Count how many lines in the records below contain the word "concrete". Reply with the number alone.

______

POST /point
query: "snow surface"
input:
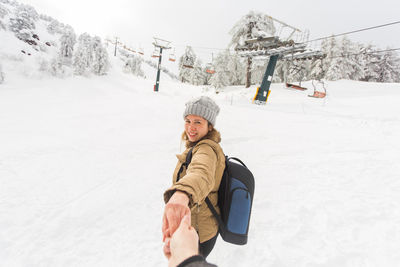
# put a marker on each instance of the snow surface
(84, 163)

______

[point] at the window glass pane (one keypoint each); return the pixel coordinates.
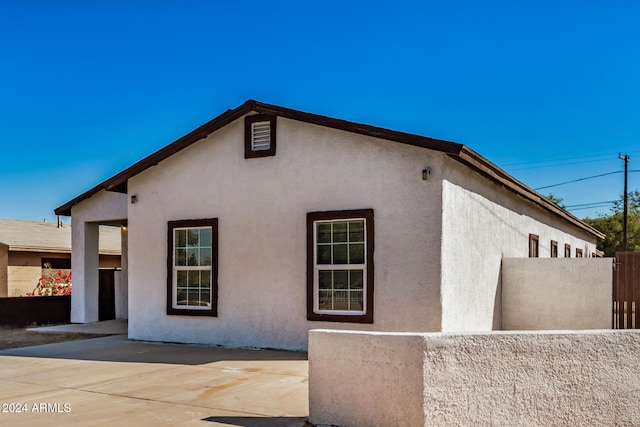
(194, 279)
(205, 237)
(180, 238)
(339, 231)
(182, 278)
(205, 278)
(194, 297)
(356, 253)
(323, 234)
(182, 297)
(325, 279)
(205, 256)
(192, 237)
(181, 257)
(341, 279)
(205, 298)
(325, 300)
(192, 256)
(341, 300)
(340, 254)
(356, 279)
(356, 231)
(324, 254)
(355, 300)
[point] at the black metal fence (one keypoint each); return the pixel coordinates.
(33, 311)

______

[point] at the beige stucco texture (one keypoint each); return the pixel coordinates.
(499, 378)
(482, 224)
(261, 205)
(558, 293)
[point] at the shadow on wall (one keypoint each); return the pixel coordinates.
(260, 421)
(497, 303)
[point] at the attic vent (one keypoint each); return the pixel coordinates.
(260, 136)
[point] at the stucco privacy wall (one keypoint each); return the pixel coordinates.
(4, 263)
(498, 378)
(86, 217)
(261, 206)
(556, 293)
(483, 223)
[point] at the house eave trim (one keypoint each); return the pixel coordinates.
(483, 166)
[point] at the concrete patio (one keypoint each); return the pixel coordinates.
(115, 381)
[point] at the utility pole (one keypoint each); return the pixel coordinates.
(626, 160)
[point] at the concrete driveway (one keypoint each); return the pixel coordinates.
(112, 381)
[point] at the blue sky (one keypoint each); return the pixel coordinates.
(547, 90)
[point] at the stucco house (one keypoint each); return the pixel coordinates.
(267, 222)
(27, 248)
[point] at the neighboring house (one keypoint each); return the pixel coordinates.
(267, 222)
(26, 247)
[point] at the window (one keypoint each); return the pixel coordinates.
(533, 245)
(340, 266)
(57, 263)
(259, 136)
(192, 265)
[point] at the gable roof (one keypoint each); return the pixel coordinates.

______

▶ [Answer to the exercise] 2